(Some records)

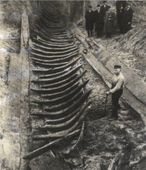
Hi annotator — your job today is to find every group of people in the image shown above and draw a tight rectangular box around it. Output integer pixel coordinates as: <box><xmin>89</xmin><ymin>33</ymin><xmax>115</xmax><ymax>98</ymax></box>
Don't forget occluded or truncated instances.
<box><xmin>85</xmin><ymin>1</ymin><xmax>133</xmax><ymax>38</ymax></box>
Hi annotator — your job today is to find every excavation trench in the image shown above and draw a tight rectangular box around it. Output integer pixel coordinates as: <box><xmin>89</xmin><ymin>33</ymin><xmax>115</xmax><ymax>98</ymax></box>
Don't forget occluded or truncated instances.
<box><xmin>1</xmin><ymin>2</ymin><xmax>146</xmax><ymax>170</ymax></box>
<box><xmin>26</xmin><ymin>12</ymin><xmax>145</xmax><ymax>170</ymax></box>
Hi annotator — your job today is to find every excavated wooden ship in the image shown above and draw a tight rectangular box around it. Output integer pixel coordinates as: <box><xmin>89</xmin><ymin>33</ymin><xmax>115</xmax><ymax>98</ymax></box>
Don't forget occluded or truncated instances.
<box><xmin>24</xmin><ymin>8</ymin><xmax>91</xmax><ymax>159</ymax></box>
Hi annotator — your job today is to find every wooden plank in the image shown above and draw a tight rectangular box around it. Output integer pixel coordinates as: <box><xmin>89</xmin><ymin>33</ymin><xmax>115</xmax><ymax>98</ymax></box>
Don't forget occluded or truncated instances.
<box><xmin>75</xmin><ymin>27</ymin><xmax>146</xmax><ymax>125</ymax></box>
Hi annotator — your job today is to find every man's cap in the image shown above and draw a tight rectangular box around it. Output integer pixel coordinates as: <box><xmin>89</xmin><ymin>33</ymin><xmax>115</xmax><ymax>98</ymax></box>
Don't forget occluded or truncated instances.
<box><xmin>114</xmin><ymin>64</ymin><xmax>121</xmax><ymax>69</ymax></box>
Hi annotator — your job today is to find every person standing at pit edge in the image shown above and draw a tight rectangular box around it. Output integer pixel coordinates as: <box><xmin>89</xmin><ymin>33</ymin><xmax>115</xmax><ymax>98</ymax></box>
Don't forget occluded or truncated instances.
<box><xmin>106</xmin><ymin>65</ymin><xmax>125</xmax><ymax>119</ymax></box>
<box><xmin>85</xmin><ymin>5</ymin><xmax>93</xmax><ymax>37</ymax></box>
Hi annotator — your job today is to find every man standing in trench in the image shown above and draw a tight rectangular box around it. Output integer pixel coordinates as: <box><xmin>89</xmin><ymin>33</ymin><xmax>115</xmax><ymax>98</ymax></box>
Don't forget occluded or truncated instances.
<box><xmin>106</xmin><ymin>65</ymin><xmax>125</xmax><ymax>119</ymax></box>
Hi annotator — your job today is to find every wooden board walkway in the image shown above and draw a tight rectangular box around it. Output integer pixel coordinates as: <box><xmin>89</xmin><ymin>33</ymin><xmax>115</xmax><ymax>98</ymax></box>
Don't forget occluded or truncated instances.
<box><xmin>75</xmin><ymin>27</ymin><xmax>146</xmax><ymax>125</ymax></box>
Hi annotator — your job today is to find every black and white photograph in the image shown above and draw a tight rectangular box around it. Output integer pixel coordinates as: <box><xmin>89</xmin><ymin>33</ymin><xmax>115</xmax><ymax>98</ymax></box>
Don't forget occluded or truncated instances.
<box><xmin>0</xmin><ymin>0</ymin><xmax>146</xmax><ymax>170</ymax></box>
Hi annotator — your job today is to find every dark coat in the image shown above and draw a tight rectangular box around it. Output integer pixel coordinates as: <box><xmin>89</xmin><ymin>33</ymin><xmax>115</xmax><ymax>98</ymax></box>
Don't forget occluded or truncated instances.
<box><xmin>122</xmin><ymin>7</ymin><xmax>133</xmax><ymax>33</ymax></box>
<box><xmin>100</xmin><ymin>5</ymin><xmax>110</xmax><ymax>19</ymax></box>
<box><xmin>85</xmin><ymin>11</ymin><xmax>94</xmax><ymax>30</ymax></box>
<box><xmin>104</xmin><ymin>11</ymin><xmax>116</xmax><ymax>33</ymax></box>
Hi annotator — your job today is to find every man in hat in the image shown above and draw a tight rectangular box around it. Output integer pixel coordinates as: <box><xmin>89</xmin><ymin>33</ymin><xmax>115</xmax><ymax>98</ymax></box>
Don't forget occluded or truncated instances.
<box><xmin>106</xmin><ymin>65</ymin><xmax>125</xmax><ymax>119</ymax></box>
<box><xmin>85</xmin><ymin>6</ymin><xmax>93</xmax><ymax>37</ymax></box>
<box><xmin>94</xmin><ymin>4</ymin><xmax>104</xmax><ymax>37</ymax></box>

Written exercise » Lay out the listing as a two-column CSV with the columns "prompt" and "boxes," giving one row for each request in the listing. Put the request text and its answer each in a single quoted field with line breaks replaced by spaces, cover the whole listing, and leave the pictures out.

Reply »
prompt,boxes
"Hi annotator — your job today is to find every group of people in the image shown above and draw a tight rectangular box around it. Output integer pixel coordinates as: <box><xmin>89</xmin><ymin>33</ymin><xmax>115</xmax><ymax>98</ymax></box> Don't forget occluded or truncated instances.","<box><xmin>85</xmin><ymin>1</ymin><xmax>133</xmax><ymax>38</ymax></box>"
"Hi annotator — your job today is to find every excavation trench in the image shown above and draw a tight rectangular box around it. Output integer pixel coordinates as: <box><xmin>89</xmin><ymin>33</ymin><xmax>115</xmax><ymax>98</ymax></box> Don't forget occluded or truncated instances.","<box><xmin>1</xmin><ymin>2</ymin><xmax>146</xmax><ymax>170</ymax></box> <box><xmin>26</xmin><ymin>12</ymin><xmax>145</xmax><ymax>170</ymax></box>"
"Hi annotator — your job today is to find every excavated wooden ship in the image shown above and draw a tight rectangular box around it. Output integer pixel coordinates as: <box><xmin>89</xmin><ymin>33</ymin><xmax>115</xmax><ymax>98</ymax></box> Don't forget occluded or truncated instances.","<box><xmin>24</xmin><ymin>8</ymin><xmax>91</xmax><ymax>159</ymax></box>"
"Hi annotator — your job today is to find every wooden plank in the image shown above and draw a tight rectangular box around it. Output integer pixel coordinates as: <box><xmin>89</xmin><ymin>33</ymin><xmax>115</xmax><ymax>98</ymax></box> Don't forget occluded or truncated instances.","<box><xmin>75</xmin><ymin>27</ymin><xmax>146</xmax><ymax>125</ymax></box>"
"Hi annotator — your job today is to find every man's cap in the image shown above and draw a tight rectangular box around it. Output integer pixel coordinates as: <box><xmin>89</xmin><ymin>33</ymin><xmax>115</xmax><ymax>98</ymax></box> Don't forget occluded or truncated instances.","<box><xmin>114</xmin><ymin>64</ymin><xmax>121</xmax><ymax>69</ymax></box>"
"Hi annotator — your job today is to find every person standing at pit edge in the image shown above and draw a tight rectangular box around it. Output integer pixel coordinates as: <box><xmin>89</xmin><ymin>33</ymin><xmax>115</xmax><ymax>98</ymax></box> Don't forget occluded or truncated instances.","<box><xmin>106</xmin><ymin>65</ymin><xmax>125</xmax><ymax>119</ymax></box> <box><xmin>85</xmin><ymin>5</ymin><xmax>93</xmax><ymax>37</ymax></box>"
"Hi annotator — your job today is to find every man standing in trench in the image shown above and draw a tight rectangular box around it. Output integer pixel coordinates as: <box><xmin>89</xmin><ymin>33</ymin><xmax>115</xmax><ymax>98</ymax></box> Don't forget occluded or truncated instances.","<box><xmin>106</xmin><ymin>65</ymin><xmax>125</xmax><ymax>119</ymax></box>"
"Hi annotator — your job today is to find every wooden board walkway in the image shown above and draw a tight rectangular box around it. Output integer pixel coordinates as: <box><xmin>89</xmin><ymin>33</ymin><xmax>115</xmax><ymax>98</ymax></box> Don't forget occluded or truncated instances.","<box><xmin>75</xmin><ymin>27</ymin><xmax>146</xmax><ymax>125</ymax></box>"
"Hi annotator — your job today is to find every black and white photograph in the image shown above and draw a tight rectangular box around it. Output integer pixel coordinates as: <box><xmin>89</xmin><ymin>33</ymin><xmax>115</xmax><ymax>98</ymax></box> Don't forget occluded or truncated instances.","<box><xmin>0</xmin><ymin>0</ymin><xmax>146</xmax><ymax>170</ymax></box>"
"Hi annotator — your job today is to find every dark coat in the image shown above and draw a tight rectangular box around it. Output integer pixel coordinates as: <box><xmin>89</xmin><ymin>33</ymin><xmax>115</xmax><ymax>98</ymax></box> Don't forget occluded or truncated instances.","<box><xmin>122</xmin><ymin>7</ymin><xmax>133</xmax><ymax>33</ymax></box> <box><xmin>100</xmin><ymin>5</ymin><xmax>110</xmax><ymax>19</ymax></box> <box><xmin>85</xmin><ymin>11</ymin><xmax>94</xmax><ymax>30</ymax></box> <box><xmin>104</xmin><ymin>11</ymin><xmax>116</xmax><ymax>33</ymax></box>"
"Hi annotator — your job today is to find every man in hat in the image shown above and draw a tight rectangular box around it. Output integer pixel coordinates as: <box><xmin>89</xmin><ymin>33</ymin><xmax>115</xmax><ymax>98</ymax></box> Don't forget occluded or truncated instances.","<box><xmin>106</xmin><ymin>65</ymin><xmax>125</xmax><ymax>119</ymax></box> <box><xmin>85</xmin><ymin>6</ymin><xmax>93</xmax><ymax>37</ymax></box> <box><xmin>94</xmin><ymin>4</ymin><xmax>104</xmax><ymax>37</ymax></box>"